Starting at the line that contains "Where can the man with", print every remaining line of the entries, unchanged, and output nothing more.

■ DATA RECORDS
--------------------

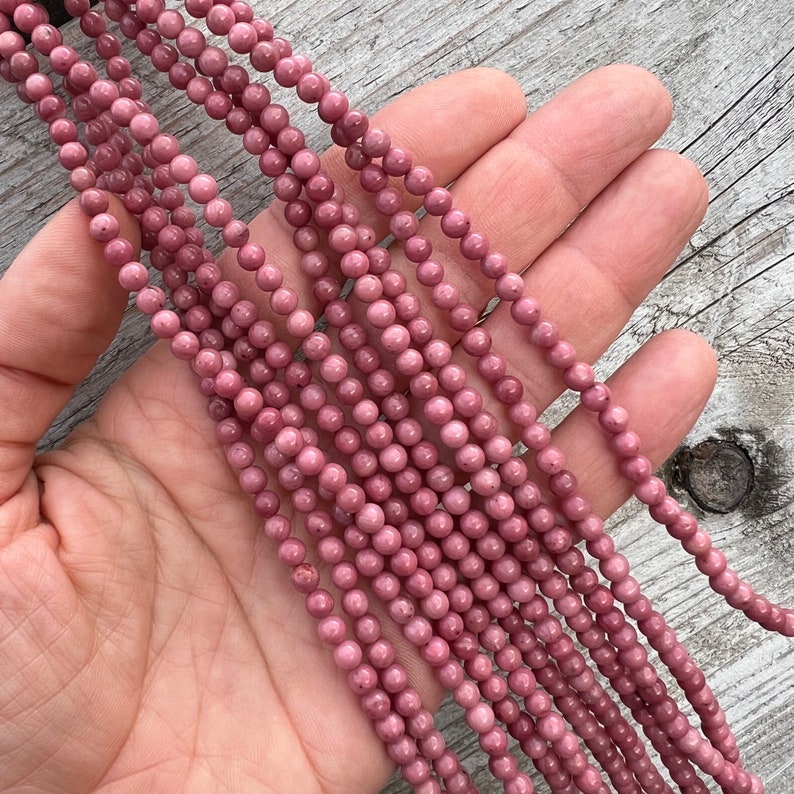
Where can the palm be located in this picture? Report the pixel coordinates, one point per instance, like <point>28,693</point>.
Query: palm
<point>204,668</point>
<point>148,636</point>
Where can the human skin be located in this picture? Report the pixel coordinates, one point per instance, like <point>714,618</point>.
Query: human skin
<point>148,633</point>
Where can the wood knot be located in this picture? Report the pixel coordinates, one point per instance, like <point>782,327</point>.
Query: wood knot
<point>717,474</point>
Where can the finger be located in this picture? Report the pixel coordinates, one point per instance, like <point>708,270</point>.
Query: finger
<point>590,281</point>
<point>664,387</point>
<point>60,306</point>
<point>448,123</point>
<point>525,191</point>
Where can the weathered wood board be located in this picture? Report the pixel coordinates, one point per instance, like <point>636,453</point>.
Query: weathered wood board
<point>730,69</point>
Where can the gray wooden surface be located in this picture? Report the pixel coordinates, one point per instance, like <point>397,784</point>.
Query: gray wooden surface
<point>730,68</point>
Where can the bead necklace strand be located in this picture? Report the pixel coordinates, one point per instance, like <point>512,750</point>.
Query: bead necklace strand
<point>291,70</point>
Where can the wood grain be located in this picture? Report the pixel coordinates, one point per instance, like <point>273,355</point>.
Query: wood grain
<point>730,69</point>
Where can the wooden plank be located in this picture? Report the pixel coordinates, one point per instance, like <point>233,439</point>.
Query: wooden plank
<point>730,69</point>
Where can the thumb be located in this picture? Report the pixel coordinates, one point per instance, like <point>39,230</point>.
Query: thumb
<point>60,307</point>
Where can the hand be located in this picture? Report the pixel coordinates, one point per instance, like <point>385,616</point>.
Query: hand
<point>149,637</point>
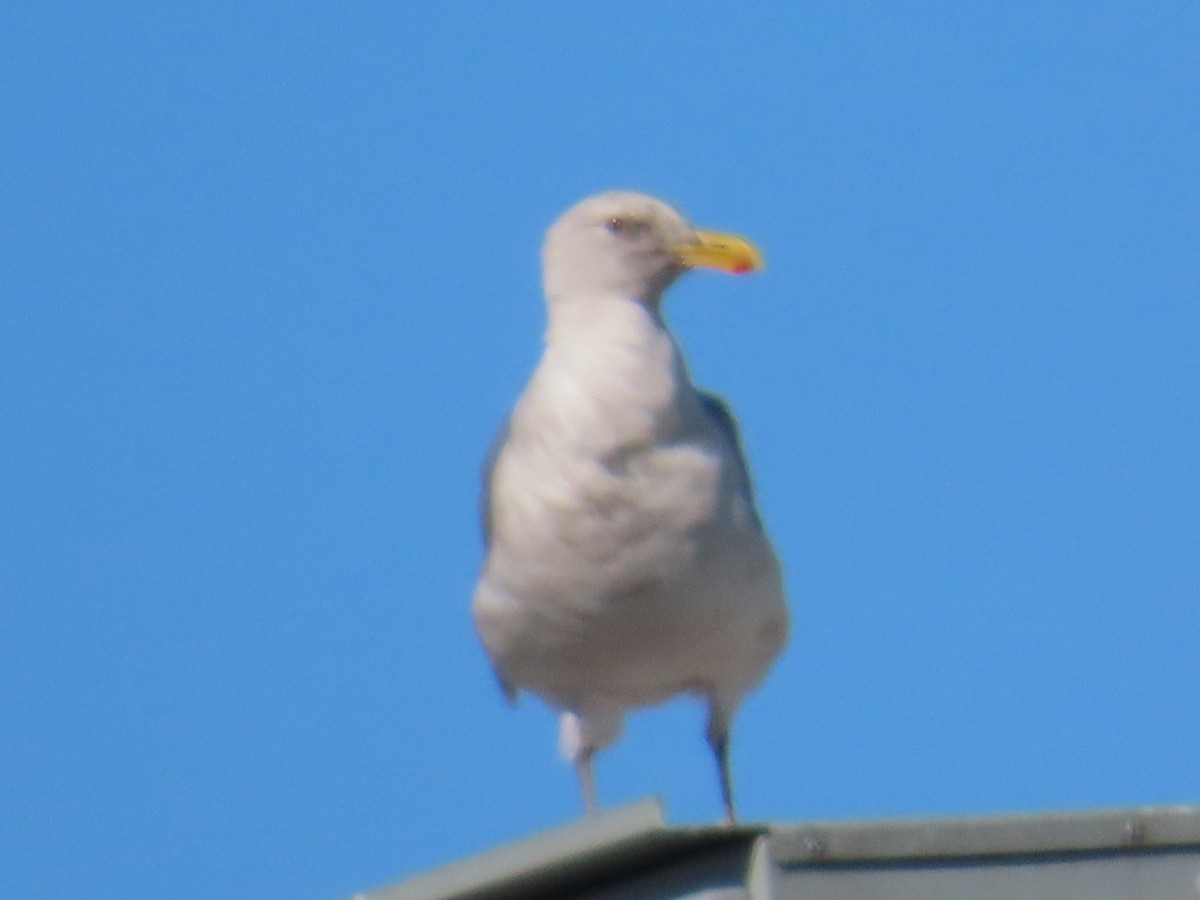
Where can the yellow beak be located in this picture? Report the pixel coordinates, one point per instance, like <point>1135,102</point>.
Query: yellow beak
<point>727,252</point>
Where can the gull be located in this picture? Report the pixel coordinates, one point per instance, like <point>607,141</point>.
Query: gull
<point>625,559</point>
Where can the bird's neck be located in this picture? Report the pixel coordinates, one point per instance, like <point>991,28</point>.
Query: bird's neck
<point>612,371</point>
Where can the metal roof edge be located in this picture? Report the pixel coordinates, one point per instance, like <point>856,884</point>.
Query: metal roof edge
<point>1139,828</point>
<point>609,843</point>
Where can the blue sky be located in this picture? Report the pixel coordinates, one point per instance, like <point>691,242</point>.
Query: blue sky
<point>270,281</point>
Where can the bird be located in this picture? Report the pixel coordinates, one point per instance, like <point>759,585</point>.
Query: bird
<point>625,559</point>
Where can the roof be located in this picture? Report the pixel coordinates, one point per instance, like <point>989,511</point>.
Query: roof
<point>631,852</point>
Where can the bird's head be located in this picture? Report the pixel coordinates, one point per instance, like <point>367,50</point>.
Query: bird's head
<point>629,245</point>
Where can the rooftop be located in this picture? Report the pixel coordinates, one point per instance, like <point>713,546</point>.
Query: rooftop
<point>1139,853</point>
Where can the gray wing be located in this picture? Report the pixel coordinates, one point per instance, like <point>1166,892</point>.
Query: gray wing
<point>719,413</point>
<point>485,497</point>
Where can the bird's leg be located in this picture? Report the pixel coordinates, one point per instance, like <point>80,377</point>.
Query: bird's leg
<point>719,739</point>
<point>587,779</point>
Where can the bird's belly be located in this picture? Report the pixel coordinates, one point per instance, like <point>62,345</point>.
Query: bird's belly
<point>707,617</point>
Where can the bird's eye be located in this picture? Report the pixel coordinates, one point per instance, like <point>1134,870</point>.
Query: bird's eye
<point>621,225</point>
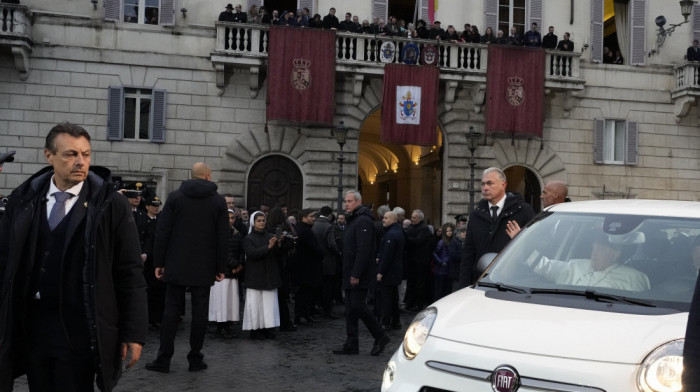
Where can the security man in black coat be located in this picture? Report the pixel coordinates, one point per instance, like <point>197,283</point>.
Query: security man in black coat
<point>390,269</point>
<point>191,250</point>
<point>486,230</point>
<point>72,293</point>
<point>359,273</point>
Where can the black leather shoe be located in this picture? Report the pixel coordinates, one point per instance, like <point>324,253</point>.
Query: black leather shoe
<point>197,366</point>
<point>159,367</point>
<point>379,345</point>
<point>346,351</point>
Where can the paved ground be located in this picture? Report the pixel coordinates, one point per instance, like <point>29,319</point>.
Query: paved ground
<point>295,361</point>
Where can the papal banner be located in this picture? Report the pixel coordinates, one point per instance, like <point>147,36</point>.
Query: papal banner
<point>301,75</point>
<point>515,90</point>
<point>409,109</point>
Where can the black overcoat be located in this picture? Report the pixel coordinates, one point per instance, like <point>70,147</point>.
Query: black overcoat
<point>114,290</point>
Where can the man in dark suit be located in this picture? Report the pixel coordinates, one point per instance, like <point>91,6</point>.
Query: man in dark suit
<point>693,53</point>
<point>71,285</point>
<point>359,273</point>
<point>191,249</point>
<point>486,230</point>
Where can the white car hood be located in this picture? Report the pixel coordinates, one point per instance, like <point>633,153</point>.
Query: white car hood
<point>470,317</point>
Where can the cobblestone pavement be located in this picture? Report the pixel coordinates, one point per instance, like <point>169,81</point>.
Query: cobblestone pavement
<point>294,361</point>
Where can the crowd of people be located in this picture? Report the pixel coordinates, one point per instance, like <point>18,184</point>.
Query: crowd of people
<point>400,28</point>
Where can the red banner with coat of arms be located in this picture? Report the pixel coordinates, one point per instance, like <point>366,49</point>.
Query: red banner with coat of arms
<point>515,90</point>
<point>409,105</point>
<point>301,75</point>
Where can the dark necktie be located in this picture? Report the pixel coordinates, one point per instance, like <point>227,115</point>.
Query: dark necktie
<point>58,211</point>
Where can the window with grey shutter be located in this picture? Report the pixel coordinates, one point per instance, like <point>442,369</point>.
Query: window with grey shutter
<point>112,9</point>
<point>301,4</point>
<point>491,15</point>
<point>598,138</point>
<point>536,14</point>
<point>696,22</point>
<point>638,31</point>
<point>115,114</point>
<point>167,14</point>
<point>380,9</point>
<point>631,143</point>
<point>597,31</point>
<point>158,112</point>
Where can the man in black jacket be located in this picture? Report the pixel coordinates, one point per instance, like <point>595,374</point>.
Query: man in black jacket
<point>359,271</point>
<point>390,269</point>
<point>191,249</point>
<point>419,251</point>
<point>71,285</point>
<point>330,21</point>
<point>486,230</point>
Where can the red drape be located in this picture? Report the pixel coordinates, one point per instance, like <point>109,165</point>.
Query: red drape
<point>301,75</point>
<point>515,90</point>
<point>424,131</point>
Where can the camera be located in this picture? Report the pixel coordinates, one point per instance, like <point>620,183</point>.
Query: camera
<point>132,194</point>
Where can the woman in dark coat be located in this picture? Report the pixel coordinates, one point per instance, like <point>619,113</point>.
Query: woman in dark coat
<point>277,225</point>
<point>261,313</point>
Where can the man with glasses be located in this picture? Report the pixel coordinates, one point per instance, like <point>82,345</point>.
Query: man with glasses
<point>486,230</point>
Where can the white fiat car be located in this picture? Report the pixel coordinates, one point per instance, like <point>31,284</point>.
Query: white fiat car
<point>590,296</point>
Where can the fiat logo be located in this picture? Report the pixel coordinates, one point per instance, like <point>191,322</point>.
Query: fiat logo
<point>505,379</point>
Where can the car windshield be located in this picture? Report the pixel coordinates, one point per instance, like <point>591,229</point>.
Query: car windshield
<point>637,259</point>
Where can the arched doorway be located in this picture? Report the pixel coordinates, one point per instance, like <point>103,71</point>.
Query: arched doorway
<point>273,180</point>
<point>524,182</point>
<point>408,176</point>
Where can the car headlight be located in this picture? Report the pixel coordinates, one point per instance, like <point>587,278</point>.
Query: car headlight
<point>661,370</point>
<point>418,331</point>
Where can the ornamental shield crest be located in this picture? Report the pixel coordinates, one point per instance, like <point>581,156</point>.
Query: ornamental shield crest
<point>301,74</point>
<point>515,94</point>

--------------------

■ RESULT OF THE TASK
Where can the man with glasses be located in this picture? Report the pixel coordinates, one point per instance, like <point>82,345</point>.
Query: man with glasses
<point>486,230</point>
Where can the white fiat car be located in this picture? Report the pixel coordinates, one point per instance, like <point>31,284</point>.
Query: white fiat car
<point>590,296</point>
Where can the fiat logo be located in this picture? Report the pixel coordinates, one point per instance, like <point>191,322</point>.
Query: fiat logo
<point>505,379</point>
Where can the car windshield be located in this picture? Report the pixel coordinates, one point per instance, like <point>591,229</point>.
Query: car windshield
<point>637,259</point>
Where can the arched doorway be located in this picture? Report the pixel coordinates, one point per instance, like <point>103,71</point>.
Query: arched doorway
<point>273,180</point>
<point>524,182</point>
<point>408,176</point>
Where can the car headlight be located in this picture? Report the pixel coordinates, one point per instance, like <point>587,278</point>.
Query: car headlight
<point>661,370</point>
<point>418,331</point>
Where can the ornamental shield crest be located in this picture? Report the pixel coordinates, one point per instance, like <point>581,156</point>.
Query: ornamental shield crest
<point>301,74</point>
<point>515,94</point>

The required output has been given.